__WHAT TO WORK ON__
Which lines of the records contain the word "table"? Show each of them.

Image-grounded pointing data:
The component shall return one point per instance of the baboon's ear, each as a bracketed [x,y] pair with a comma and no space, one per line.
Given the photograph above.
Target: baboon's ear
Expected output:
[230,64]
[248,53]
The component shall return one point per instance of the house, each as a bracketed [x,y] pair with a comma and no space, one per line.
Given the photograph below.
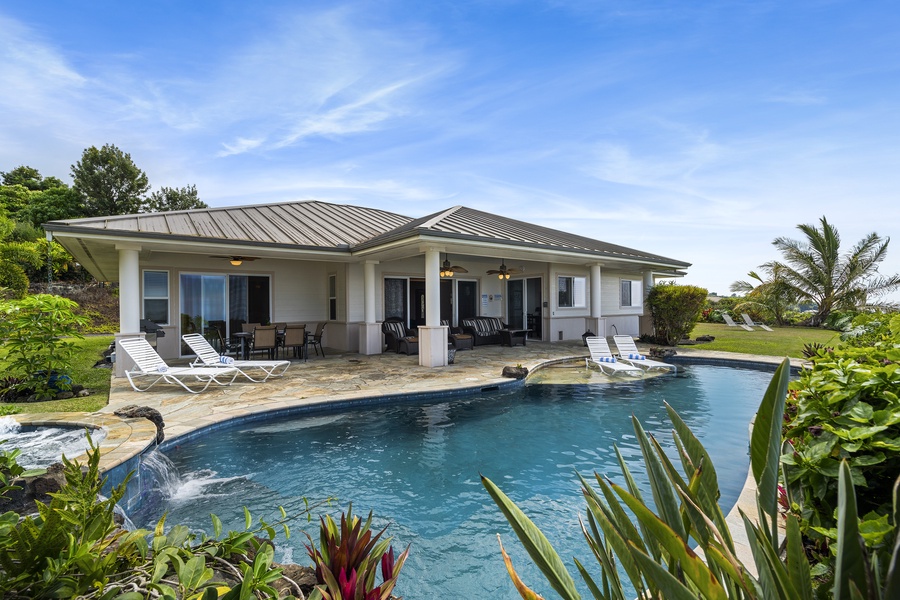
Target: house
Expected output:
[352,266]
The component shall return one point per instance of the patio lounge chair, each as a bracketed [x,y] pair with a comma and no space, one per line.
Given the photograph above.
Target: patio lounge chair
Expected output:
[629,353]
[149,364]
[730,322]
[603,358]
[750,322]
[208,357]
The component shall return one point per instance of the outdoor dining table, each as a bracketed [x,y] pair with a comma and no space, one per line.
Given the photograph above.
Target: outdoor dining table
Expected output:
[511,337]
[245,337]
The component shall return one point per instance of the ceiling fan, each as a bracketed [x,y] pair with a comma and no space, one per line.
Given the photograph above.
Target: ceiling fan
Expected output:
[237,260]
[504,272]
[448,271]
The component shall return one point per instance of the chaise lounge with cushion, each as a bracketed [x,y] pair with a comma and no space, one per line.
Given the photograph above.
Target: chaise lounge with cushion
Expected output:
[485,330]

__REPLY TO THE EXERCISE__
The component shall return one point per instance of the outdoor dining table, each as a bracketed [x,y] pair with a comma and no space, one per line.
Target: outdoor dining table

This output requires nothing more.